* [EXERCISE MATERIALS]
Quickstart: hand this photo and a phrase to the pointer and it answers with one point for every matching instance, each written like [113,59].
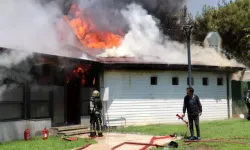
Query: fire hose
[146,145]
[215,140]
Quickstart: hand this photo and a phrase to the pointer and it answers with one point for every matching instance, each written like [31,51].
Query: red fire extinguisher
[45,134]
[27,134]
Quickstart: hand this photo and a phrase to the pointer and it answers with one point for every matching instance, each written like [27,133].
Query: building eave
[172,67]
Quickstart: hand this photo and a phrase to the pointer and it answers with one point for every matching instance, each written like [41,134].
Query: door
[58,107]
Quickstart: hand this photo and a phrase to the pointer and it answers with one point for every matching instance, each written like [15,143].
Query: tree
[231,21]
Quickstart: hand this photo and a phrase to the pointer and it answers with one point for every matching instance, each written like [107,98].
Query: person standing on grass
[194,109]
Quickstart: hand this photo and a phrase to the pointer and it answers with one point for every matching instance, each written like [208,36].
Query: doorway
[73,109]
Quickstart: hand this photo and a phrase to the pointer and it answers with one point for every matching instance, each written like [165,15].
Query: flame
[88,34]
[80,73]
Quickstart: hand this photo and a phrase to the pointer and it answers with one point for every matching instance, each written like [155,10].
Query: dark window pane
[175,81]
[85,108]
[11,111]
[39,92]
[12,93]
[153,80]
[192,81]
[205,81]
[39,109]
[219,81]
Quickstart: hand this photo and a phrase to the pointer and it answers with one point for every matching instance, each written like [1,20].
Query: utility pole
[187,29]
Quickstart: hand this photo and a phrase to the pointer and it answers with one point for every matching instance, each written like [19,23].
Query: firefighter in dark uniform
[194,109]
[247,101]
[95,114]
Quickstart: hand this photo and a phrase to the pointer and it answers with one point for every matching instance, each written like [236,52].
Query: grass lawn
[227,129]
[37,143]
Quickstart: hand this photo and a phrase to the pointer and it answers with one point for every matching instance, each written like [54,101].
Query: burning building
[139,90]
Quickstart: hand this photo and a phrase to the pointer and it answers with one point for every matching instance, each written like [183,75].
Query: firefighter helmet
[96,93]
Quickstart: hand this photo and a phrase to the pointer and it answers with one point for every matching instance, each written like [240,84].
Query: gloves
[183,115]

* [TASK PROMPT] Copy out every line of the material above exactly, skipping the pictures.

* [RESPONSE]
Quickstart: hand this photo and a phrase to the pointer and it answers with one point for every matching instance, each written like [113,59].
Query: fire hose
[146,145]
[215,140]
Quickstart: hand this photo and a phrase to the pointer and it answers with one point for every matching instance, each written like [31,51].
Query: red fire extinguisher
[45,134]
[27,134]
Quickstart: hand this photo and a phrase to the pointer and it answers with one point for every matching instance, each written like [27,133].
Query: building eave
[172,67]
Quickstart: hand this photo and a phrase to the pointer and it answers with one point for every matching instance, each written like [41,134].
Query: door
[58,107]
Quickstart: hand this photo and a phrase to the pointer and it answers with one point for every matching instance, each written like [15,143].
Query: tree
[231,21]
Quickstart: hand this photo and a phrase to the pointer and it answers with one point for every matching instance, each written like [107,98].
Query: person standing on grass
[194,109]
Quickstart: hand this photo and a phrase to the pointer and it answers with one point for every matching instance, each written like [208,36].
Query: doorway
[73,109]
Quickstart: hand this photo and a phrase to the pointer and it answers with one point for every matching instance, each written like [165,15].
Query: flame
[88,34]
[80,73]
Quickstart: hand this photo and a phrase to the pointer and it answers with one point for every matching instance, each written like [155,10].
Query: dark window pane
[175,81]
[85,108]
[11,111]
[39,92]
[12,93]
[153,80]
[192,81]
[205,81]
[39,109]
[219,81]
Quickstart: hand this photo and a phrase to the pointer and it answers with one point for every matching instance, each written like [1,20].
Query: utility pole
[187,29]
Quickstart: hand this photo and a phrase to the pointer and it answers with one point for every matching instance, each written like [19,23].
Query: firefighter in dark uniform
[194,109]
[247,101]
[95,114]
Quickstart: hand this photo and a phrase to the pointer and it answers with one point for every matching instance, each written like [236,52].
Query: grass lawn
[227,129]
[37,143]
Quickstart: hand this photo and a phrase to the pointer and it answers with one point for every matching instance, each written like [54,101].
Query: burning building
[139,90]
Quickstart: hand this photo and a phrase to the pointer and it answers with one point for every matching instance, each written like [183,75].
Query: firefighter helmet
[96,93]
Quickstart: hand this photo and a phrase to the pointer and it answers with one point for every matching instance, each written like [240,84].
Query: gloves
[183,115]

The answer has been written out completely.